_Reading text_
*** Block opens ***

BMC Oral Health 1/2017

Prevalence of dental caries and associated factors among 12 years old students in Eritrea

BMC Oral Health > Ausgabe 1/2017
Amanuel Kidane Andegiorgish, Bizen Weldmicheal Weldemariam, Meron Mehari Kifle, Filmon Gebreysus Mebrahtu, Henos Keflom Zewde, Micheal Gebregziabhir Tewelde, Mohammed Anwar Hussen, Winta Kesete Tsegay
Wichtige Hinweise

Electronic supplementary material

The online version of this article (https://​doi.​org/​10.​1186/​s12903-017-0465-3) contains supplementary material, which is available to authorized users.



Dental caries is one of the most prevalent diseases of childhood in developing countries. However, there is a paucity of epidemiological data on the prevalence and associated factors of dental caries in Eritrea. The objective of this study was to assess the prevalence and associated factors of dental caries among 12 years old school children in Eritrea.


A school based cross sectional study was conducted among 225 twelve years old students in two selected schools. One school from randomly selected urban and rural subzones of the country were selected. WHO adopted questionnaire and a standard checklist were used to collect relevant data. To assess dental caries, two examiners were calibrated by a certified dentist and inter observer agreement was calculated using the Cohen’s Kappa statistic (0.82). All data analysis was done using SPSS version 20.

*** Block closes ***

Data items
*** Block opens ***

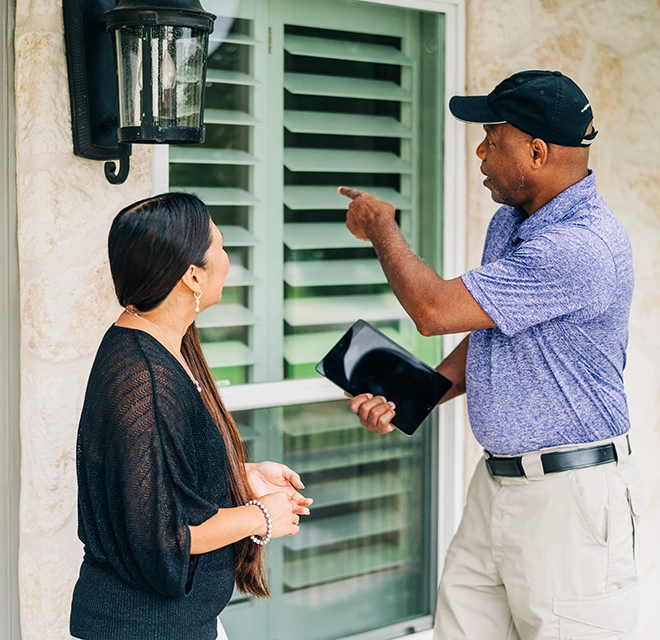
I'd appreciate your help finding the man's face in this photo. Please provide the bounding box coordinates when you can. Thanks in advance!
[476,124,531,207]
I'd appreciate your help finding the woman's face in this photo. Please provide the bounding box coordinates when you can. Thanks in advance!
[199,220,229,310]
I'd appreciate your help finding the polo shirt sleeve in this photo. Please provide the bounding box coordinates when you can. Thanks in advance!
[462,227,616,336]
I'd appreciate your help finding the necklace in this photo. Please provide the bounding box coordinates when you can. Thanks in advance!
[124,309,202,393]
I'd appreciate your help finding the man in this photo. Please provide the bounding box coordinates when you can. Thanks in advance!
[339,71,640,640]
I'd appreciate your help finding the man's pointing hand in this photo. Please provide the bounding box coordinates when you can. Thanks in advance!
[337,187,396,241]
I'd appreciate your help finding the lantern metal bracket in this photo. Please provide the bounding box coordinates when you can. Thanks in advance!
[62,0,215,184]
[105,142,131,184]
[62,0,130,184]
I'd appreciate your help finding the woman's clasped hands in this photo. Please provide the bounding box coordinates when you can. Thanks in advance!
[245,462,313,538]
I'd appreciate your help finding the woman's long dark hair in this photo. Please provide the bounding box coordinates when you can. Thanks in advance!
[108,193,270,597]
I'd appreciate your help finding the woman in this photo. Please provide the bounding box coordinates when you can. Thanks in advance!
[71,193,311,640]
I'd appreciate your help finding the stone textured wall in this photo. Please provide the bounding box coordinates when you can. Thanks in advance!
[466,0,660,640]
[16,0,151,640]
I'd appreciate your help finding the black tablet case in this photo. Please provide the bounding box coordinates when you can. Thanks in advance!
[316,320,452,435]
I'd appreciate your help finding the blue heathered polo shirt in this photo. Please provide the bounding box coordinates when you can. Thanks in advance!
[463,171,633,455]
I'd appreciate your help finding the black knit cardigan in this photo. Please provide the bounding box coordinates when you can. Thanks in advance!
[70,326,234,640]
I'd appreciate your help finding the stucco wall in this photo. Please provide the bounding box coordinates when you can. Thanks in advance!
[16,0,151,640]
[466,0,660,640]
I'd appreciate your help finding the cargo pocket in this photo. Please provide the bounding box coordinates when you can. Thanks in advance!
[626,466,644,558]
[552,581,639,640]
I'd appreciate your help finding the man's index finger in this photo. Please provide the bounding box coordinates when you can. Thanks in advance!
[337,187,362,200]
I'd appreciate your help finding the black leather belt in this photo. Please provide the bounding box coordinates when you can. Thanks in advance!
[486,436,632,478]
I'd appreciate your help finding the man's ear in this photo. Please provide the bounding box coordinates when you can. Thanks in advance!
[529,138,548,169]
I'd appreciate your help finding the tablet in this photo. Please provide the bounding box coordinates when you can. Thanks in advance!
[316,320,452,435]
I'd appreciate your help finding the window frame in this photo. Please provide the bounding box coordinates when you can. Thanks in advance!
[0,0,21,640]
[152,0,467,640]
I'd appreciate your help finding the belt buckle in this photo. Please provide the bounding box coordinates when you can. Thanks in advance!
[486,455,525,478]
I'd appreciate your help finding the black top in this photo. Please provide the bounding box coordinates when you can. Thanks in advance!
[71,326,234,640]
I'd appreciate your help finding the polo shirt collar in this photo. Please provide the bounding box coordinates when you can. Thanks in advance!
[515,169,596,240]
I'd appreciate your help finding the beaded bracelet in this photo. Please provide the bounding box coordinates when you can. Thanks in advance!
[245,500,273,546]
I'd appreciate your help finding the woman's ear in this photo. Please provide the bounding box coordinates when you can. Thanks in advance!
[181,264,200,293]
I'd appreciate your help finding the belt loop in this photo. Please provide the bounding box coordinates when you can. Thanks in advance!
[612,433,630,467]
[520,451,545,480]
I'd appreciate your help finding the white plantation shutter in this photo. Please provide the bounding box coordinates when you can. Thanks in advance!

*** Block closes ***

_Exercises_
#1 List every author named in the Eritrea dental caries article.
#2 Pick up the Eritrea dental caries article after its last sentence and write the next part.
These data items have no connection to the Eritrea dental caries article.

_Responses to the tasks_
#1 Amanuel Kidane Andegiorgish, Bizen Weldmicheal Weldemariam, Meron Mehari Kifle, Filmon Gebreysus Mebrahtu, Henos Keflom Zewde, Micheal Gebregziabhir Tewelde, Mohammed Anwar Hussen, Winta Kesete Tsegay

#2
The prevalence of dental caries was 78%, without significant difference between males (78%) and females (79%).The mean DMFT value was 2.50 (±2.21). The decayed component contributed 98.3% of the score as it had 2.44 (±1.2) share to the mean DMFT value. The first molar was the most affected tooth with a DMFT value of 1.55 (±1.36). The mean significant caries index score (SiC) was 4.97 (±1.9) which is higher than the upper limit of SiC value of 3 set by the WHO as a global average. More than half of the respondents had never visited a dentist and out of the students who had utilized a dental health facility, 82% of visits were due to dental pain while visits for regular checkups were cited by only 6.6% of the respondents.


Dental caries was found to be a common public health problem among 12 years old Eritrean students. The prevalence of dental caries, mean DMFT and SiC scores were higher than the average score of other developing countries. Gaps in dental health service utilization, dental health practices and suboptimal water fluoride levels contribute to poor dental health among school children in Eritrea.